- **Segmentation labeling entries**
'''

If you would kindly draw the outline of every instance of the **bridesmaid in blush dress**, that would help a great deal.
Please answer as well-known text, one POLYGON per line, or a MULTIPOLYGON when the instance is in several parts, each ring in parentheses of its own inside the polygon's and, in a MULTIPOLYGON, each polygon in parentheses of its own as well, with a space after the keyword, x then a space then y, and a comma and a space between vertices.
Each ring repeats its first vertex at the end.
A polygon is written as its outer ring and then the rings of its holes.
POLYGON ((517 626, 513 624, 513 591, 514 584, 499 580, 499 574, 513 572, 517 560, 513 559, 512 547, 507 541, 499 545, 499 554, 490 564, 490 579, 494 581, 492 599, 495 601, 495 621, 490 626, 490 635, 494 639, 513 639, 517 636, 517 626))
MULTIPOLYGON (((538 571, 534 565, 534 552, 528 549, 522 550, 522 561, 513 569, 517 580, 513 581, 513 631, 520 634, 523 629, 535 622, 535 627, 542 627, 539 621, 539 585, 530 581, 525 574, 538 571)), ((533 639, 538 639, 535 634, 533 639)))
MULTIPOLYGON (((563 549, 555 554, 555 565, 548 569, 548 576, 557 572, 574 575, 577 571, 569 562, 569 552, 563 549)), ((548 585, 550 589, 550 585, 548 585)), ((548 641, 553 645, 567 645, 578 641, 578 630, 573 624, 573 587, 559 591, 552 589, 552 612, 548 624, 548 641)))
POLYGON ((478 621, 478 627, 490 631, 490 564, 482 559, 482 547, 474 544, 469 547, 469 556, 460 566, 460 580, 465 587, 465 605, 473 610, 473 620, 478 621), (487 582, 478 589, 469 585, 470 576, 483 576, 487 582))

'''
'''

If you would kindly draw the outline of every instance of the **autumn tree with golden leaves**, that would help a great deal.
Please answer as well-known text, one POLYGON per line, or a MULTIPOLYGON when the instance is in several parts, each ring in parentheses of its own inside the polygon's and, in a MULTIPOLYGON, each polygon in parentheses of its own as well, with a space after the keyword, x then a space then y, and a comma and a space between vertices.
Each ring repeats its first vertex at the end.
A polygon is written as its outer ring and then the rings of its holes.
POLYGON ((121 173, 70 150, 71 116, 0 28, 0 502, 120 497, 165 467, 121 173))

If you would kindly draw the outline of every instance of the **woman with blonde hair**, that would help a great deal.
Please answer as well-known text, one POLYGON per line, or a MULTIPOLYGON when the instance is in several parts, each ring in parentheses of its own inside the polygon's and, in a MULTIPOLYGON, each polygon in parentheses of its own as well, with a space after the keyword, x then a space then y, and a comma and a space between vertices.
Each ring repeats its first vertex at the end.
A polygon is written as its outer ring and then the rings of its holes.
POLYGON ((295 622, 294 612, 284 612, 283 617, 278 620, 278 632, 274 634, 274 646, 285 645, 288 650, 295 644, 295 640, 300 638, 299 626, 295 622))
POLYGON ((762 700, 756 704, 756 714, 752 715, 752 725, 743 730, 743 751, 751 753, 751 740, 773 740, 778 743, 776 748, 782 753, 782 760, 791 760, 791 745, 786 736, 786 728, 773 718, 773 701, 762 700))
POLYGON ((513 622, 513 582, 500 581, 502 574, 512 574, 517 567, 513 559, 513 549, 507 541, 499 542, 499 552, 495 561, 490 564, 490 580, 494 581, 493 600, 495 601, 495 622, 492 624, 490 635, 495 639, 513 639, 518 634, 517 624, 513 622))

'''
'''

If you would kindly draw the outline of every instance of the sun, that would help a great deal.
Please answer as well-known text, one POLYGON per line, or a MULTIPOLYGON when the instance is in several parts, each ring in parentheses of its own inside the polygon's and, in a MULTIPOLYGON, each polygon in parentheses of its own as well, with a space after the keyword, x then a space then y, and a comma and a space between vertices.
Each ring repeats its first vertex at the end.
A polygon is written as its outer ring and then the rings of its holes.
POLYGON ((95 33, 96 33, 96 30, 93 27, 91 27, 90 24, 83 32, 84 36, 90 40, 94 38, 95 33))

'''

- **Job**
Convert the portion of the material that opens with the line containing "dress**, that would help a great deal." and closes with the line containing "MULTIPOLYGON (((538 571, 534", both included, into a JSON list of strings with one string per line and no blank lines.

- **Exercise solution**
[
  "If you would kindly draw the outline of every instance of the **bridesmaid in blush dress**, that would help a great deal.",
  "Please answer as well-known text, one POLYGON per line, or a MULTIPOLYGON when the instance is in several parts, each ring in parentheses of its own inside the polygon's and, in a MULTIPOLYGON, each polygon in parentheses of its own as well, with a space after the keyword, x then a space then y, and a comma and a space between vertices.",
  "Each ring repeats its first vertex at the end.",
  "A polygon is written as its outer ring and then the rings of its holes.",
  "POLYGON ((517 626, 513 624, 513 591, 514 584, 499 580, 499 574, 513 572, 517 560, 513 559, 512 547, 507 541, 499 545, 499 554, 490 564, 490 579, 494 581, 492 599, 495 601, 495 621, 490 626, 490 635, 494 639, 513 639, 517 636, 517 626))",
  "MULTIPOLYGON (((538 571, 534 565, 534 552, 528 549, 522 550, 522 561, 513 569, 517 580, 513 581, 513 631, 520 634, 523 629, 535 622, 535 627, 542 627, 539 621, 539 585, 530 581, 525 574, 538 571)), ((533 639, 538 639, 535 634, 533 639)))"
]